Quoted passage
╭──

I saw a slow thread on one of my servers this evening and when I viewed the stack trace it showed it was blocked and waiting for FusionReactor to make a monitor entry. I have included the stack below and was curious what the groups thoughts are on this issue.
com.intergral.fusionreactor.core.u.m(FusionReactor.java:399) - waiting on <0x2e126d8b> (a java.util.LinkedHashMap held by thread 80, FusionReactor Web Server (Server Thread Pool Member Thread-24)) com.intergral.fusionreactor.filter.FusionReactorFilter.b(FusionReactorFilte r.java:448) com.intergral.fusionreactor.filter.FusionReactorFilter.c(FusionReactorFilte r.java:254) com.intergral.fusionreactor.filter.FusionReactorFilter.doFilter(FusionReact orFilter.java:164) jrun.servlet.FilterChain.doFilter(FilterChain.java:94) coldfusion.monitor.event.MonitoringServletFilter.doFilter(MonitoringServlet Filter.java:42) coldfusion.bootstrap.BootstrapFilter.doFilter(BootstrapFilter.java:46) jrun.servlet.FilterChain.doFilter(FilterChain.java:94) jrun.servlet.FilterChain.service(FilterChain.java:101) jrun.servlet.ServletInvoker.invoke(ServletInvoker.java:106) jrun.servlet.JRunInvokerChain.invokeNext(JRunInvokerChain.java:42) jrun.servlet.JRunRequestDispatcher.invoke(JRunRequestDispatcher.java:286) jrun.servlet.ServletEngineService.dispatch(ServletEngineService.java:543) jrun.servlet.jrpp.JRunProxyService.invokeRunnable(JRunProxyService.java:203 ) jrunx.scheduler.ThreadPool$ThreadThrottle.invokeRunnable(ThreadPool.java:42 8) jrunx.scheduler.WorkerThread.run(WorkerThread.java:66)
At first glance, this is FR waiting to 'finish' a request - i.e. the
request has finished and has actually been flushed to the client, and
FR is waiting to do its housekeeping. The other named thread, thread
80, holds the monitor for an internal tracking structure. Without
getting a trace for this other thread, it's difficult to say what's
going on. It could be anything that's operating on the list of
requests: Request Details (briefly), Running Requests, Request History
etc.
Waiting for monitors is exceedingly common in Java as they are used
extensively - not only by FusionReactor - to regulate entry into
critical sections of code. We take great pains to ensure the time
spent inside these sections is a short as possible, but contention
does occur occasionally.

╰──

Task instructions
1. In the FusionReactor thread, which FusionReactor features does the reply name as things that could be working on the list of requests?
2. Quote the FusionReactor thread from "Waiting for monitors" to "does occur occasionally.".
Work only from the FusionReactor thread above.

(Point annotation dataset rows)
╭──

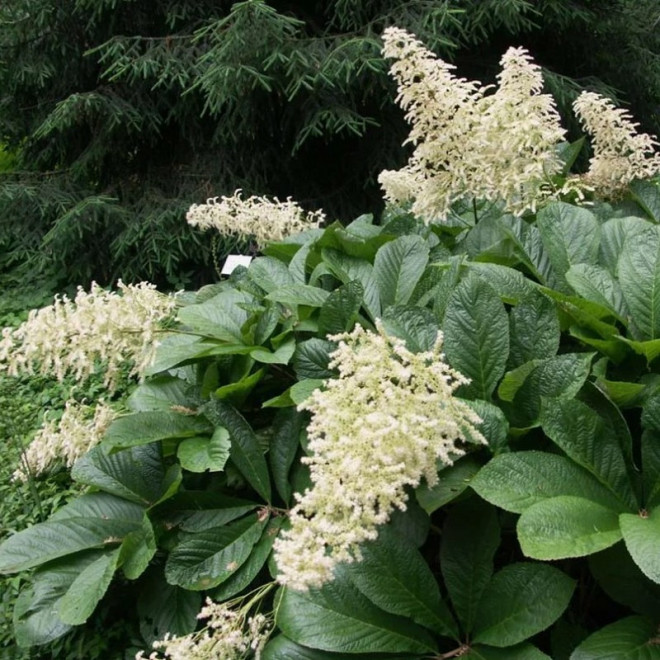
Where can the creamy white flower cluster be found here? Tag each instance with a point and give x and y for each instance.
(257, 218)
(74, 337)
(80, 428)
(378, 428)
(621, 154)
(228, 635)
(500, 146)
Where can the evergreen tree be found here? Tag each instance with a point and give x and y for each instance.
(121, 114)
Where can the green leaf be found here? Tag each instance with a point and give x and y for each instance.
(82, 597)
(597, 284)
(614, 234)
(201, 454)
(452, 481)
(244, 576)
(641, 534)
(160, 394)
(312, 357)
(288, 425)
(280, 356)
(91, 521)
(165, 608)
(136, 474)
(341, 308)
(566, 526)
(394, 576)
(476, 335)
(520, 601)
(510, 285)
(141, 428)
(417, 326)
(589, 440)
(398, 267)
(36, 619)
(220, 317)
(205, 559)
(647, 195)
(339, 618)
(269, 273)
(561, 376)
(639, 274)
(299, 294)
(632, 638)
(518, 652)
(470, 538)
(246, 451)
(534, 330)
(514, 482)
(348, 269)
(137, 550)
(623, 581)
(282, 648)
(570, 234)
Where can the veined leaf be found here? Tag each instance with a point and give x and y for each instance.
(339, 618)
(208, 558)
(470, 538)
(520, 601)
(641, 534)
(566, 526)
(398, 267)
(476, 335)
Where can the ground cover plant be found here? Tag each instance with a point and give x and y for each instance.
(431, 437)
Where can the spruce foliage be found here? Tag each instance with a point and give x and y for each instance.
(121, 114)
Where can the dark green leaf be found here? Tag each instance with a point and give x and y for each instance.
(476, 335)
(339, 618)
(398, 267)
(312, 357)
(591, 442)
(341, 308)
(206, 559)
(520, 601)
(288, 425)
(246, 451)
(641, 534)
(470, 538)
(141, 428)
(516, 481)
(566, 526)
(632, 638)
(394, 576)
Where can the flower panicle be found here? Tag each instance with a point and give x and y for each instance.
(257, 218)
(377, 429)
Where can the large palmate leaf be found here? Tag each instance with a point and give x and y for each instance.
(589, 440)
(521, 600)
(567, 526)
(570, 234)
(470, 537)
(398, 267)
(246, 451)
(136, 474)
(205, 559)
(632, 638)
(476, 331)
(340, 618)
(141, 428)
(641, 534)
(639, 275)
(92, 521)
(394, 576)
(517, 481)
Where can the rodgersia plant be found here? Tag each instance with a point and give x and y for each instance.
(410, 439)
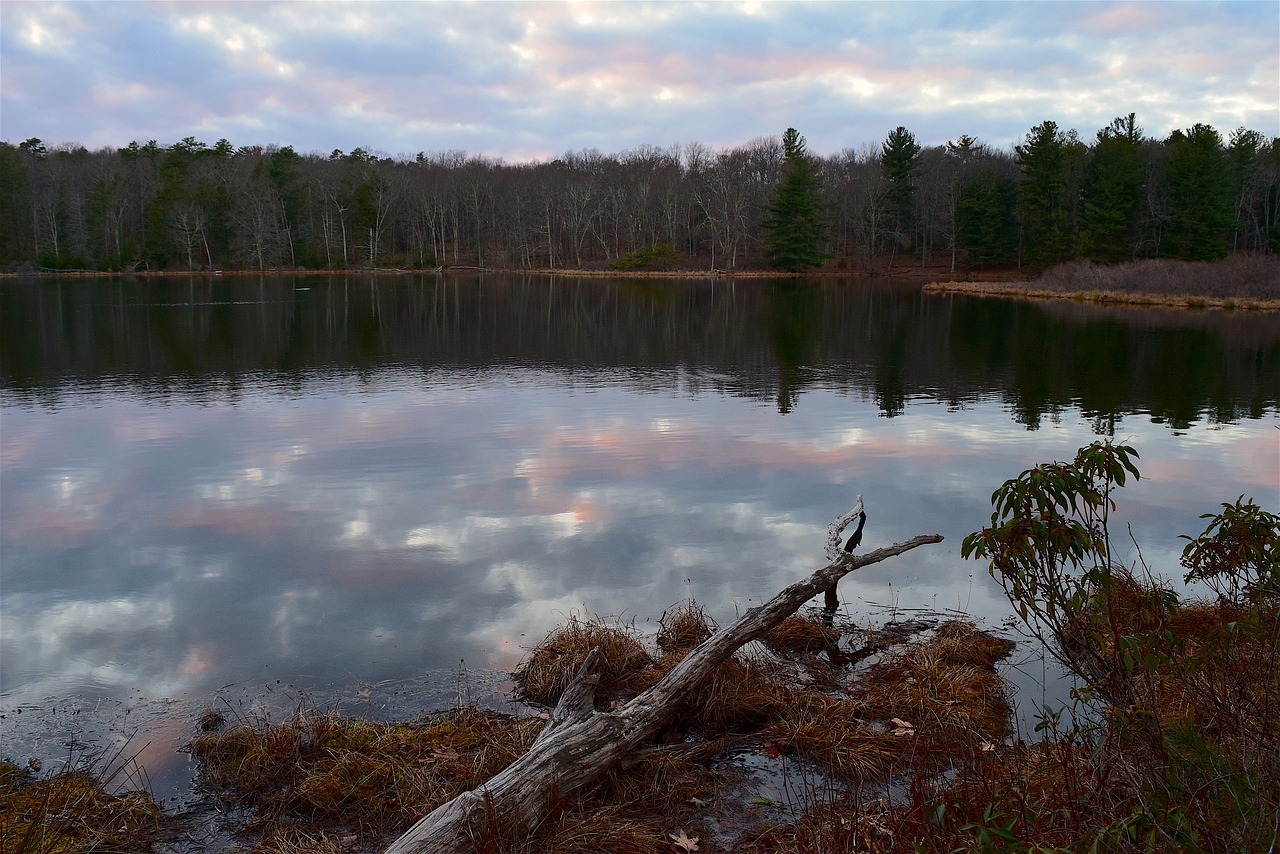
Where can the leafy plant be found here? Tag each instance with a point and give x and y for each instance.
(1050, 548)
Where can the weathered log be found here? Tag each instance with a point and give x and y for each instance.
(580, 744)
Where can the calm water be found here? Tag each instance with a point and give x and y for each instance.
(355, 485)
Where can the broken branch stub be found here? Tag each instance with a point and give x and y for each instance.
(580, 744)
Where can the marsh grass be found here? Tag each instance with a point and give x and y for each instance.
(553, 662)
(1237, 283)
(912, 752)
(370, 777)
(351, 784)
(76, 809)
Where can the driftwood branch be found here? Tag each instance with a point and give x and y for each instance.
(580, 744)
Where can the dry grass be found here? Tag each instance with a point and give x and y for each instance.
(73, 811)
(803, 635)
(553, 663)
(329, 782)
(371, 777)
(1237, 283)
(684, 628)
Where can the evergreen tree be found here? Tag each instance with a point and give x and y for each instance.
(1048, 160)
(1112, 193)
(986, 223)
(796, 225)
(1200, 193)
(900, 156)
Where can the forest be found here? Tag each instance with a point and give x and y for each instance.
(1054, 197)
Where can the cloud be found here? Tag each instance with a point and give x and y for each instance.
(534, 80)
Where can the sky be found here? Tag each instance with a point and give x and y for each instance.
(530, 81)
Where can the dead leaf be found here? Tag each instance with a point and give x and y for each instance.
(684, 843)
(903, 727)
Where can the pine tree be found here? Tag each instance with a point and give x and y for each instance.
(796, 225)
(1112, 192)
(1200, 193)
(1047, 196)
(900, 158)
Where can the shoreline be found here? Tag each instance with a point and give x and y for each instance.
(987, 283)
(1121, 298)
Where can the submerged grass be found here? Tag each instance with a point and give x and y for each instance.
(1237, 283)
(73, 811)
(369, 777)
(912, 752)
(323, 777)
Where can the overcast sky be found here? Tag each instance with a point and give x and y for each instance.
(528, 81)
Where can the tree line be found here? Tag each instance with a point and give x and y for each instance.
(1052, 197)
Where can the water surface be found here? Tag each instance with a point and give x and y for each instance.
(343, 484)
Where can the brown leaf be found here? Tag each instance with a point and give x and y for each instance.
(684, 843)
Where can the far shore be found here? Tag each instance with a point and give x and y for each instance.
(1027, 291)
(984, 283)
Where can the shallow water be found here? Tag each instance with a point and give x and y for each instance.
(355, 488)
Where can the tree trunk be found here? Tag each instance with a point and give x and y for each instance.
(580, 744)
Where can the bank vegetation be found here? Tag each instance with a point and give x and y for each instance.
(1056, 196)
(895, 740)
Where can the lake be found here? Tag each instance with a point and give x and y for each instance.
(380, 492)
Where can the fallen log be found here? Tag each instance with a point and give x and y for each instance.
(580, 744)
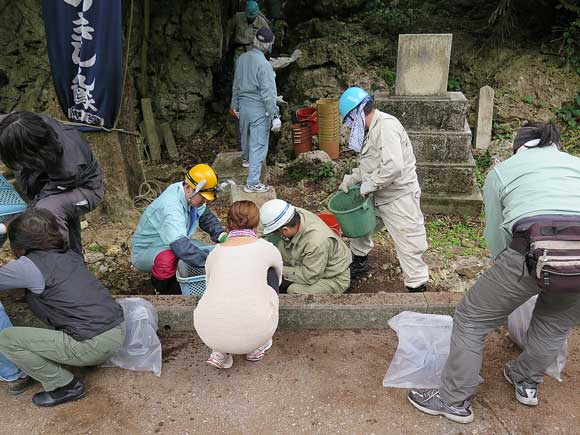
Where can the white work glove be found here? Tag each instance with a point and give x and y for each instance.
(347, 181)
(296, 54)
(366, 188)
(276, 124)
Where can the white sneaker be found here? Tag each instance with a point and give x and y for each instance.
(256, 188)
(259, 353)
(221, 360)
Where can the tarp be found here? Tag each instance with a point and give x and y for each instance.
(84, 40)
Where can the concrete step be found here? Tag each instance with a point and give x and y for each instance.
(238, 194)
(441, 146)
(228, 165)
(463, 204)
(426, 113)
(447, 177)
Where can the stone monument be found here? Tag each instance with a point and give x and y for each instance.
(436, 121)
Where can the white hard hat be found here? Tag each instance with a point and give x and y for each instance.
(274, 214)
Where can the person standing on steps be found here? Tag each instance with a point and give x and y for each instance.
(163, 235)
(386, 170)
(316, 260)
(254, 97)
(532, 212)
(55, 168)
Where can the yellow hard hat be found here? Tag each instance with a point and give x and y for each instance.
(199, 173)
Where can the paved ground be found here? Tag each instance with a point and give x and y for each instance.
(309, 383)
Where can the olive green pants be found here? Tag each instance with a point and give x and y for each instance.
(40, 352)
(326, 286)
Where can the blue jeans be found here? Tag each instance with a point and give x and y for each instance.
(255, 134)
(8, 371)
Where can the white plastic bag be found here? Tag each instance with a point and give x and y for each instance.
(422, 350)
(141, 350)
(518, 324)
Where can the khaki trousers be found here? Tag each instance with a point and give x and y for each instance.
(40, 352)
(405, 223)
(326, 286)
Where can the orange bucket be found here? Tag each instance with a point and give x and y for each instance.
(331, 221)
(310, 115)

╰──

Task-by-task outputs
1. Request Details, Running Requests, Request History

2.
Waiting for monitors is exceedingly common in Java as they are used
extensively - not only by FusionReactor - to regulate entry into
critical sections of code. We take great pains to ensure the time
spent inside these sections is a short as possible, but contention
does occur occasionally.